Direction
Please find each line in the listing below that contains the word "instance" and copy those lines out in full, matching case exactly.

Exercise material
○ ○ ○ ○ ○

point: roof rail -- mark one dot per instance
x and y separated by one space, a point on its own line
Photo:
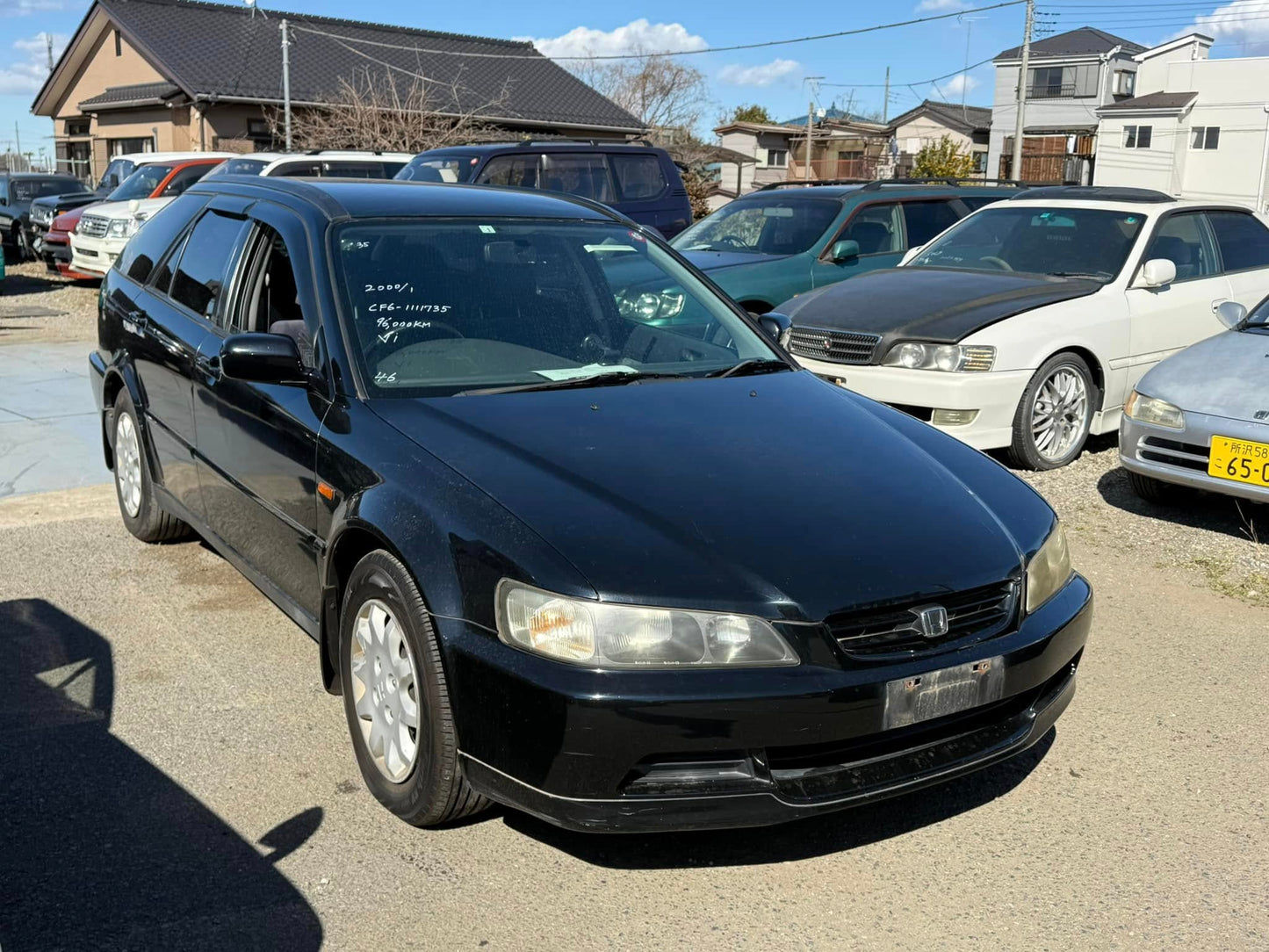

○ ○ ○ ○ ○

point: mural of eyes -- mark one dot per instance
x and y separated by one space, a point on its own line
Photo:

○ ○ ○ ○ ○

Solution below
point: roof rail -- mark one dot per instance
point: mural of eyes -- mark one dot per instance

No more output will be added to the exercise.